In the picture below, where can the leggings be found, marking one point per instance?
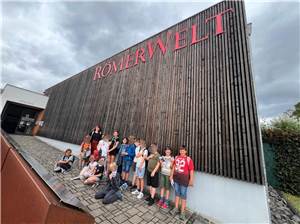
(65, 166)
(108, 196)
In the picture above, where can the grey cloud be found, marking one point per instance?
(44, 43)
(275, 46)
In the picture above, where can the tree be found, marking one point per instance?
(296, 112)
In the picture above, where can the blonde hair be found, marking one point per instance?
(143, 143)
(112, 166)
(87, 139)
(131, 139)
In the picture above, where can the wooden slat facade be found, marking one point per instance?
(201, 96)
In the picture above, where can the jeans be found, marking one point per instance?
(180, 190)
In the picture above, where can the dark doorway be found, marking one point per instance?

::::::

Problem statement — Start at the top line above and repeat the records verbatim, leaving images out.

Exercise response —
In the picture below, where can the leggings be found, marking one point per instance?
(65, 166)
(108, 196)
In the picture above, where can the grey cloud be found, marking one point per instance?
(44, 43)
(275, 46)
In the picture above, where can the tree be found, marking one point per instance?
(296, 112)
In the picture above, where can the blonde hair be found, marking one point per instance?
(143, 143)
(112, 166)
(87, 139)
(131, 139)
In the picture above, where can the wooden slat facade be found, marking one point per instance?
(201, 96)
In the picture above, where can the jeans be found, marking one point per instance?
(180, 190)
In the picture above, where can the dark doorway be found, marking one point per instance?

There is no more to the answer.